EXTRACTED MATERIAL:
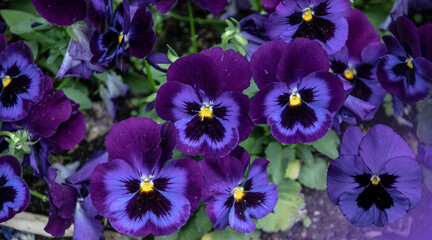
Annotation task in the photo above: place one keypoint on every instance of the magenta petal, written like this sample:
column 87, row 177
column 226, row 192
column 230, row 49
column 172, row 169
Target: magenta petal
column 235, row 68
column 61, row 12
column 264, row 62
column 300, row 58
column 380, row 145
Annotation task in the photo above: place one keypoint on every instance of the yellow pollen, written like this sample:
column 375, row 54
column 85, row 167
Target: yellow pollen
column 307, row 15
column 206, row 112
column 238, row 193
column 6, row 81
column 295, row 99
column 349, row 74
column 146, row 186
column 121, row 37
column 375, row 180
column 409, row 63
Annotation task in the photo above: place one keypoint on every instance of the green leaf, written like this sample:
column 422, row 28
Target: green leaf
column 289, row 208
column 314, row 175
column 229, row 233
column 279, row 159
column 328, row 145
column 79, row 97
column 304, row 153
column 198, row 225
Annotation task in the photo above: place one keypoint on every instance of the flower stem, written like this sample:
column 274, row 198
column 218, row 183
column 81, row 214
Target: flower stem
column 150, row 76
column 192, row 27
column 197, row 20
column 38, row 195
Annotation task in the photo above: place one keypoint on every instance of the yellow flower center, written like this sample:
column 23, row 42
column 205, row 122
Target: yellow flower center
column 349, row 73
column 295, row 99
column 146, row 186
column 307, row 15
column 121, row 37
column 409, row 63
column 238, row 193
column 375, row 180
column 6, row 81
column 206, row 112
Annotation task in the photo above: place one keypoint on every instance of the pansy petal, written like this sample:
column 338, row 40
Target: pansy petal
column 61, row 12
column 198, row 71
column 341, row 173
column 86, row 224
column 409, row 178
column 135, row 140
column 264, row 62
column 380, row 145
column 300, row 58
column 142, row 38
column 234, row 66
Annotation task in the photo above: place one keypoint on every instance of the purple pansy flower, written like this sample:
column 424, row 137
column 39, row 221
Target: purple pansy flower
column 22, row 82
column 232, row 201
column 76, row 62
column 298, row 96
column 69, row 202
column 376, row 179
column 204, row 99
column 319, row 20
column 404, row 71
column 14, row 192
column 137, row 33
column 61, row 12
column 356, row 65
column 137, row 190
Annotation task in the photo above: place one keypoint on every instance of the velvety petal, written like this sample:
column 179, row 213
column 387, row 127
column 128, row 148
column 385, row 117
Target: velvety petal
column 83, row 175
column 409, row 178
column 15, row 195
column 234, row 66
column 26, row 87
column 341, row 173
column 136, row 141
column 45, row 117
column 300, row 58
column 214, row 6
column 425, row 41
column 406, row 32
column 61, row 12
column 380, row 145
column 220, row 175
column 86, row 223
column 264, row 62
column 198, row 71
column 142, row 38
column 360, row 34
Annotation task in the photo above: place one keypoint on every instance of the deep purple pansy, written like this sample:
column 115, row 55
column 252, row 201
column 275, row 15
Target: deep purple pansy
column 376, row 179
column 70, row 203
column 356, row 65
column 298, row 96
column 76, row 62
column 204, row 99
column 124, row 36
column 137, row 190
column 404, row 71
column 22, row 82
column 56, row 122
column 14, row 192
column 232, row 201
column 323, row 21
column 61, row 12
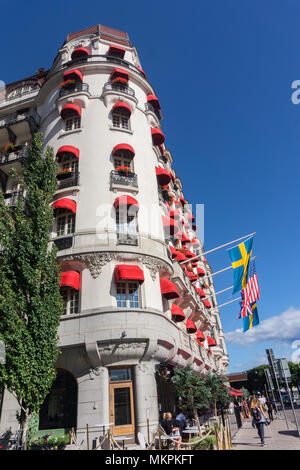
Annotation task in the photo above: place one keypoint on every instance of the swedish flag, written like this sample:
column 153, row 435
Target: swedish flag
column 251, row 320
column 240, row 256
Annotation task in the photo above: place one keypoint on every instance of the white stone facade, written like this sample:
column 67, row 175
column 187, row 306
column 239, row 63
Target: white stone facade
column 98, row 334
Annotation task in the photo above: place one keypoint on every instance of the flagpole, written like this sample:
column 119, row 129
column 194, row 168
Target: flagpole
column 217, row 248
column 221, row 271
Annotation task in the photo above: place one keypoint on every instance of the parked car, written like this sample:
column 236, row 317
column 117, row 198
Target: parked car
column 287, row 402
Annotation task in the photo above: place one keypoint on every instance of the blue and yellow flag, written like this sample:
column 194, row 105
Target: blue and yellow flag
column 240, row 256
column 251, row 320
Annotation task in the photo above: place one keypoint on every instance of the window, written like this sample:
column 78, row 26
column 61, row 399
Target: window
column 120, row 119
column 70, row 298
column 65, row 222
column 128, row 295
column 72, row 123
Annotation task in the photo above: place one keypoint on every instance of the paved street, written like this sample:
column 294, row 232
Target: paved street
column 277, row 436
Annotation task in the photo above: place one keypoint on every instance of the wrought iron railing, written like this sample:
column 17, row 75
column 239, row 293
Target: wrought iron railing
column 63, row 243
column 118, row 87
column 127, row 238
column 20, row 153
column 74, row 89
column 70, row 179
column 129, row 179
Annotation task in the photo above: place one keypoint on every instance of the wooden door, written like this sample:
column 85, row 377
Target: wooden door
column 121, row 408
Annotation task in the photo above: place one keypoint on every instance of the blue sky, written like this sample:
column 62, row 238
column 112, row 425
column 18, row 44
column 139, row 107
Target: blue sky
column 223, row 72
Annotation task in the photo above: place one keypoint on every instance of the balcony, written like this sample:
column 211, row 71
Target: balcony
column 117, row 87
column 10, row 159
column 76, row 88
column 67, row 180
column 127, row 239
column 64, row 242
column 119, row 179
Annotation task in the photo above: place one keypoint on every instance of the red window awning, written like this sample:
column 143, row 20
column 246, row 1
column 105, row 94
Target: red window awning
column 168, row 289
column 69, row 110
column 170, row 225
column 65, row 203
column 152, row 99
column 177, row 313
column 121, row 105
column 200, row 272
column 80, row 52
column 116, row 51
column 68, row 149
column 210, row 341
column 158, row 137
column 200, row 292
column 124, row 148
column 128, row 272
column 190, row 326
column 163, row 176
column 70, row 279
column 206, row 303
column 200, row 336
column 73, row 74
column 119, row 73
column 127, row 201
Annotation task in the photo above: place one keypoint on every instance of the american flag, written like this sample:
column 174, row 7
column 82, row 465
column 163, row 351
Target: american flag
column 251, row 291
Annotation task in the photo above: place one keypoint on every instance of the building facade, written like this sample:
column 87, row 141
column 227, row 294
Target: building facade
column 135, row 306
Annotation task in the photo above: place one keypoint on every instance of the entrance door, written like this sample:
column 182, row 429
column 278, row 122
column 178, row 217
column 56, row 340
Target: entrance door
column 121, row 408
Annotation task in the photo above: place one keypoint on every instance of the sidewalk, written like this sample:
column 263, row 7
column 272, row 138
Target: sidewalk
column 277, row 437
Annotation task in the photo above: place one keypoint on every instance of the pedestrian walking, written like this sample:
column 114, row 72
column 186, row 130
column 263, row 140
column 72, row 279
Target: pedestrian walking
column 259, row 419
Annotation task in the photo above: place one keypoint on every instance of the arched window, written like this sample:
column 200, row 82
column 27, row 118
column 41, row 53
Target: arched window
column 59, row 410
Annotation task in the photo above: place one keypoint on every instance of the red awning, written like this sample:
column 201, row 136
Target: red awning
column 190, row 326
column 73, row 74
column 80, row 52
column 200, row 335
column 68, row 149
column 210, row 341
column 154, row 101
column 200, row 292
column 124, row 148
column 177, row 313
column 65, row 203
column 70, row 279
column 121, row 105
column 116, row 51
column 200, row 272
column 163, row 176
column 168, row 289
column 128, row 272
column 70, row 109
column 126, row 201
column 170, row 224
column 158, row 137
column 206, row 303
column 119, row 73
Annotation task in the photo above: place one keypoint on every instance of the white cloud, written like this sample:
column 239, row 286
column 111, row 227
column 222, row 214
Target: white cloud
column 284, row 327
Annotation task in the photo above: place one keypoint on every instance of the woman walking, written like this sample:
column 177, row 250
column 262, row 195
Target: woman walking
column 259, row 419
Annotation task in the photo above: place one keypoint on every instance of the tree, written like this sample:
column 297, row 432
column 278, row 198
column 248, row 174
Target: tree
column 219, row 394
column 30, row 300
column 192, row 391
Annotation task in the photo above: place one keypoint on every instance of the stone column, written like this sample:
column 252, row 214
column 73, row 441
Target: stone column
column 146, row 405
column 93, row 404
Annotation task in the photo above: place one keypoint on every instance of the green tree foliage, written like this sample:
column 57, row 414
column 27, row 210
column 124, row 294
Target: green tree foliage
column 30, row 300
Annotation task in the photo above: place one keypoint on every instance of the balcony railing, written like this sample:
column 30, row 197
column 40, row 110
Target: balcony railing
column 20, row 153
column 74, row 89
column 119, row 88
column 127, row 238
column 63, row 243
column 29, row 114
column 69, row 179
column 127, row 180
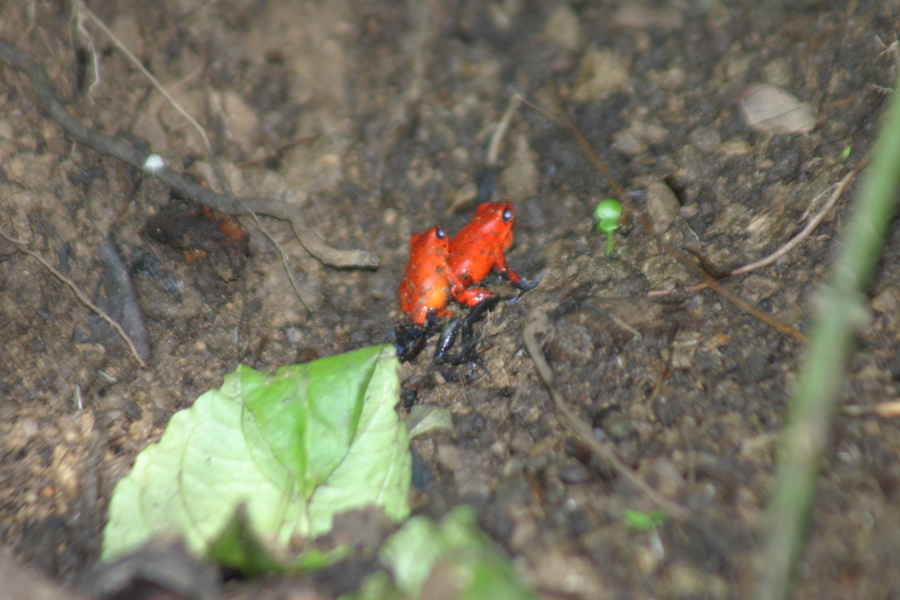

EXERCISE DESCRIPTION: The entries above hold a line with "column 153, row 435" and a later line with "column 194, row 168". Write out exactly those lines and all lines between, nothing more.

RESULT FOR THIS TASK:
column 153, row 435
Target: swedish flag
column 251, row 320
column 240, row 256
Annotation task in the photo above: place one keypoint on every instance of the white stone facade, written like this sample:
column 67, row 175
column 187, row 306
column 239, row 63
Target: white stone facade
column 98, row 334
Annotation task in the photo above: place one keypoint on every instance of the flagpole, written like this sample:
column 119, row 129
column 194, row 168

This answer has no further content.